• **PROVIDED PASSAGE**
--- START ---

The fault of representation lies in not going beyond the form of identity, in relation to both the object seen and the seeing subject. Identity is no less conserved in each component representation than in the whole of infinite representation as such. Infinite representation may well multiply points of view and organise these in series; these series are no less subject to the condition of converging upon the same object, upon the same world. Infinite representation may well multiply figures and moments and organise these into circles endowed with self-movement; these circles no less turn around a single centre which is that of the great circle of consciousness.

Regular empiricism, as in the case of Hume, takes the subject and object for granted.  We have distinct sense perceptions.  From these solid starting points we will empirically investigate what we do or do not know and how we know it.  But us the knowing subject, and the objective sensory experience presented to us are assumed at the outset.

--- END ---

• **OBJECTIVE 1**
List every item that, according to the passage on representation and empiricism, infinite representation may well multiply.

• **PROVIDED RECORDS**
--- START ---

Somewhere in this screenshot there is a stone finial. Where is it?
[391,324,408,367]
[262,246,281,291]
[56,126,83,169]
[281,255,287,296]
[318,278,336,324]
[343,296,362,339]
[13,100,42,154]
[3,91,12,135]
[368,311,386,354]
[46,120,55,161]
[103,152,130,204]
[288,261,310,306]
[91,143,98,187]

--- END ---

• **OBJECTIVE 2**
Repeat all of the rows above word for word, keeping every line unchanged.

• **FULL RESPONSE 1**
points of view, figures, moments

• **FULL RESPONSE 2**
Somewhere in this screenshot there is a stone finial. Where is it?
[391,324,408,367]
[262,246,281,291]
[56,126,83,169]
[281,255,287,296]
[318,278,336,324]
[343,296,362,339]
[13,100,42,154]
[3,91,12,135]
[368,311,386,354]
[46,120,55,161]
[103,152,130,204]
[288,261,310,306]
[91,143,98,187]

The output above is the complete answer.